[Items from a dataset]
------------------------------------------------------------

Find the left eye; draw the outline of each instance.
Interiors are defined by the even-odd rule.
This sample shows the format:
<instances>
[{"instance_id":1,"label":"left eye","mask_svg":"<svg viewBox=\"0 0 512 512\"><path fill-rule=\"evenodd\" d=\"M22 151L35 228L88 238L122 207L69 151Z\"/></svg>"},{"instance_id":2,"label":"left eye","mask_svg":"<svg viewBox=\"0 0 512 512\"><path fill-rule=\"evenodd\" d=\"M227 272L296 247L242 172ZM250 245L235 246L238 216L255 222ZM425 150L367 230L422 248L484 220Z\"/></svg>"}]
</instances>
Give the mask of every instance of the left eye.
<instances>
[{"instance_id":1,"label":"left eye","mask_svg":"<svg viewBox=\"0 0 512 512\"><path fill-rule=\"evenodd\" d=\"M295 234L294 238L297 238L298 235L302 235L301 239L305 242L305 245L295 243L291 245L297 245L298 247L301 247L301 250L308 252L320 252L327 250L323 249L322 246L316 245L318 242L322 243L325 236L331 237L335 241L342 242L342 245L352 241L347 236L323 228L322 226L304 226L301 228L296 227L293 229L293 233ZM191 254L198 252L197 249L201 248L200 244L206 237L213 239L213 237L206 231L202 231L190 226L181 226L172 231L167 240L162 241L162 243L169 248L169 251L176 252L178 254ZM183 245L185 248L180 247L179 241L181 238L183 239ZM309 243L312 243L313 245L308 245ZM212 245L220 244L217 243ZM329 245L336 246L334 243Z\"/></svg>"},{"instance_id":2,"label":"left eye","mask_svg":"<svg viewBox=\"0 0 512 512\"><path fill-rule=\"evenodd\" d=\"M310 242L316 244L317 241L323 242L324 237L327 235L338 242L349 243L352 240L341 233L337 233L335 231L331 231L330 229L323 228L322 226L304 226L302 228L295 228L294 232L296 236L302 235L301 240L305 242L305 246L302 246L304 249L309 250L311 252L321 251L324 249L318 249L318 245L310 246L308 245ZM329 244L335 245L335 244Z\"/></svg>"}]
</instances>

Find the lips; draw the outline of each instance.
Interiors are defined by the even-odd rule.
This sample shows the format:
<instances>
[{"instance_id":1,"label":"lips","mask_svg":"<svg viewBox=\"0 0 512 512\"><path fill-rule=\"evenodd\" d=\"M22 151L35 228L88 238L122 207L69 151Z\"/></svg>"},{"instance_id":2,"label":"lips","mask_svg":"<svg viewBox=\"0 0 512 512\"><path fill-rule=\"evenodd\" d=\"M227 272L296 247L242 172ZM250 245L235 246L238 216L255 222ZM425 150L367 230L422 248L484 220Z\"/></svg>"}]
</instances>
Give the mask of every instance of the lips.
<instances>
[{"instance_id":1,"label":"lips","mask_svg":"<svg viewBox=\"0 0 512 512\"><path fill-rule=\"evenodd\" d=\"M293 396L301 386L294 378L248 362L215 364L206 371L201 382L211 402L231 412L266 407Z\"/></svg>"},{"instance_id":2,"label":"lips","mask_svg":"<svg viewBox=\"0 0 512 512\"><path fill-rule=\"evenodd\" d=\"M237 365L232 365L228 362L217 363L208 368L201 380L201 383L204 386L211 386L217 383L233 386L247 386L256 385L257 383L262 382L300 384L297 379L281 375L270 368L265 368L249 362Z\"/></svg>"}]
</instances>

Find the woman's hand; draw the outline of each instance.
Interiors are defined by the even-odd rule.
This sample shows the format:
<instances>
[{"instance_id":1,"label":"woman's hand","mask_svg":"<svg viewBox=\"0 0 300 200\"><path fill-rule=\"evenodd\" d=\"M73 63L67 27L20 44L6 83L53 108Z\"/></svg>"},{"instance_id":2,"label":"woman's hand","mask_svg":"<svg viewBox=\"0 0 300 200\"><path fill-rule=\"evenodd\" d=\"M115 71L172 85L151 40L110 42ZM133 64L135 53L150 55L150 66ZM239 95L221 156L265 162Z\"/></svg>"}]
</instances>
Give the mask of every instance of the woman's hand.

------------------------------------------------------------

=== WORK REQUEST ===
Now copy each line of the entries that mentions "draw".

=== RESULT FOR THIS EXERCISE ===
Find the left eye; draw the outline of each instance.
Find the lips; draw the outline of each instance.
Find the woman's hand; draw the outline of each instance.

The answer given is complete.